- _WORK ORDER_:
Every line holding the string "player" is to be copied from the entries below.

Saved entries:
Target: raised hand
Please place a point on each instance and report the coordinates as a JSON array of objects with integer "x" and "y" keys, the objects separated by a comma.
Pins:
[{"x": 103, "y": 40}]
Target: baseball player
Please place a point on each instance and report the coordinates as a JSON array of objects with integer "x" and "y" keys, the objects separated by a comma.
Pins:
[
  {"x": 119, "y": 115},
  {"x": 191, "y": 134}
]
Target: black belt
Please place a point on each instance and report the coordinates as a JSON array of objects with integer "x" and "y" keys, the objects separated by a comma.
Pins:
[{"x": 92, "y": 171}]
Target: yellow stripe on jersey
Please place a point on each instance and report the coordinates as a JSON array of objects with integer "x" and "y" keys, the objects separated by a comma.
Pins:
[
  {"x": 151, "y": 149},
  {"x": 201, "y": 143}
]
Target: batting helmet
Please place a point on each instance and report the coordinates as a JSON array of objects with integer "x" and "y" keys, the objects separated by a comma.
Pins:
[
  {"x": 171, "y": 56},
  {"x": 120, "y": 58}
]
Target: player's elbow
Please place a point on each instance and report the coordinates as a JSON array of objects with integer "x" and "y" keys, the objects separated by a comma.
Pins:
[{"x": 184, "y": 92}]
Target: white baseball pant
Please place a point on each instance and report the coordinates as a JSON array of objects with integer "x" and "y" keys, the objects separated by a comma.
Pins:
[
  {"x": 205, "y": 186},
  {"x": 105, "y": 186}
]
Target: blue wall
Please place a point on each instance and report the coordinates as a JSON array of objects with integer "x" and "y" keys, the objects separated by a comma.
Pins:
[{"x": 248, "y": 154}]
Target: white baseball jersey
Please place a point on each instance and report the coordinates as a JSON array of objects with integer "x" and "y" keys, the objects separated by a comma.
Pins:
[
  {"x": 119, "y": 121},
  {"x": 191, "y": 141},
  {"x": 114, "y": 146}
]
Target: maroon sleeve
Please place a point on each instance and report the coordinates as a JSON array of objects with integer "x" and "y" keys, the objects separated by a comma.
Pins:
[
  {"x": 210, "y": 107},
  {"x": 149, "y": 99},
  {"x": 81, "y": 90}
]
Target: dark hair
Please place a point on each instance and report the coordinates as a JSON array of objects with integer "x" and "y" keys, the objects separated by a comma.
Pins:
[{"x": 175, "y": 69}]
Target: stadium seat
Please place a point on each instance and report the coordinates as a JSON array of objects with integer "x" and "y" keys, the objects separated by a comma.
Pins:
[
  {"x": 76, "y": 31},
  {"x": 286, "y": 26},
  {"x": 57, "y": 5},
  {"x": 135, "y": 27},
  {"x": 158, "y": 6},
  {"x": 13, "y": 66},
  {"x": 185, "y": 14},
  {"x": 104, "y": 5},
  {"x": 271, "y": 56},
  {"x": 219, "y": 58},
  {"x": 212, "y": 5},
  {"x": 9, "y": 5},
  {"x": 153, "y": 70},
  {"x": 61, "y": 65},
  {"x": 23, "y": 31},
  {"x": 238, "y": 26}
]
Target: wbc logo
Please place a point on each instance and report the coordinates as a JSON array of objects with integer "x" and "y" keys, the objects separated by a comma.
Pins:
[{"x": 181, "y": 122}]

- _WRITTEN SOLUTION_:
Target: baseball player
Target: player's elbow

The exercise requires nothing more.